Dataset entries
++++++

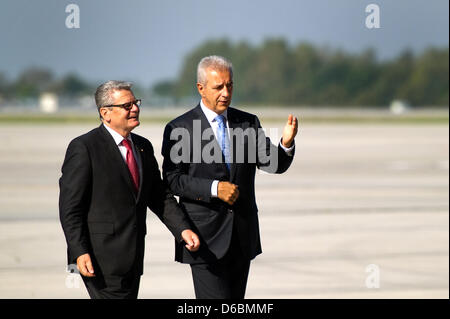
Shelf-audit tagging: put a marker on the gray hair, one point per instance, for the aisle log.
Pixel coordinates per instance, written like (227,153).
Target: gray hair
(103,94)
(215,62)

++++++

§ **REQUIREMENT**
The answer is to be the lines from the one holding "Pixel coordinates per" through the end of the data above, transcribed character for character, both ends included.

§ **REPLY**
Pixel coordinates per instance, written like (227,153).
Target: gray hair
(103,94)
(215,62)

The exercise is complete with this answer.